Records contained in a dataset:
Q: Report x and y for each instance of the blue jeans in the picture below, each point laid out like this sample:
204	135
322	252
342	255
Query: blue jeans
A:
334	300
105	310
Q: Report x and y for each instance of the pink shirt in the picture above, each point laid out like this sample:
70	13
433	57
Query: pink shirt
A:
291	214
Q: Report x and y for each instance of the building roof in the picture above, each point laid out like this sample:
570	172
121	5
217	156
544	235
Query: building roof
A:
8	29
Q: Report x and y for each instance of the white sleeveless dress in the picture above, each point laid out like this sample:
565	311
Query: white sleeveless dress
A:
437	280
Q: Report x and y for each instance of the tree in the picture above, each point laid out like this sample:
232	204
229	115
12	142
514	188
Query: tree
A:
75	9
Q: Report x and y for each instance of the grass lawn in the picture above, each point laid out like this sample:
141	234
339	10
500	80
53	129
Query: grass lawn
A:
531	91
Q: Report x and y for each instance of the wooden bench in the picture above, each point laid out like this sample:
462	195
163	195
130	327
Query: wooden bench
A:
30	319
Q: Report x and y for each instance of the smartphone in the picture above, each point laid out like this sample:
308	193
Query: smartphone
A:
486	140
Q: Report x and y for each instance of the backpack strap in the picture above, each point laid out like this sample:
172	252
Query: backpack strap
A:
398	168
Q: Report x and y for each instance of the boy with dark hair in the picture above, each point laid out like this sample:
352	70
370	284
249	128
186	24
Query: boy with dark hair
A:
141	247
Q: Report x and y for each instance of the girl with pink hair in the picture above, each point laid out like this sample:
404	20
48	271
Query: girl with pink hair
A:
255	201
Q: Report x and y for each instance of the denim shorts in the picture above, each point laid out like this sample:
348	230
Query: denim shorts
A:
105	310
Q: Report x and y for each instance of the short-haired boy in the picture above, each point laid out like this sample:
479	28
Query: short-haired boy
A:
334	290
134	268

## [Given task]
Please change each "Report" in the listing above to "List", and write out the whole listing again with nothing else altered.

## [Answer]
Q: List x and y for each instance of the blue jeans in the picture below, each point laid out like this sample:
204	135
322	252
342	255
Query: blue jeans
A:
334	300
105	310
Q: List x and y for each instance of the pink shirt in the picture above, each point laid out like this sample:
70	13
433	57
Query: pink shirt
A:
291	214
Q: List x and y for each instance of the building roof in the picture above, each point laid out like this sample:
570	172
121	5
217	156
544	235
Query: building roof
A:
8	29
Q: List x and y for each instance of the white sleeveless dress in the picture above, each point laid out like this sample:
565	311
Query: white sleeveless dress
A:
437	280
Q: List x and y for each instance of the tree in the picture above, each point laid out like this sample:
232	204
229	115
12	142
514	188
Query: tree
A:
75	9
Q: List x and y for each instance of the grass lawn in the picture above, each point laid out like this sample:
141	234
339	10
500	80
53	129
Query: grass lawn
A:
531	91
Q: List x and y for each instance of the wooden bench in the picture above, each point laid out like this sample:
462	195
163	195
130	327
Query: wooden bench
A:
30	319
Q: List x and y for each instance of the smartphone in the picture above, each point laid out like this sample:
308	193
Query: smartphone
A:
486	140
Q: List x and y for each instance of the backpack strap in the picture above, each point laid out like this sample:
172	252
Query: backpack strap
A:
398	168
Q: List x and y for each instance of the boy with dark hair in the picture above, each point laid out like this sample:
352	70
370	284
249	128
186	24
Query: boy with dark hair
A:
141	247
Q: List x and y for each instance of the girl with pink hair in the picture above, each point laid out like this sample:
404	20
48	271
Query: girl with pink hair
A:
255	201
Q: List x and y for each instance of the denim shorts in the picture above, each point laid out like this sample:
348	230
Query: denim shorts
A:
105	310
Q: List x and y for each instance of the short-haired boy in the picture above, each point laid out like this sample:
479	28
Query: short-haired boy
A:
334	290
134	268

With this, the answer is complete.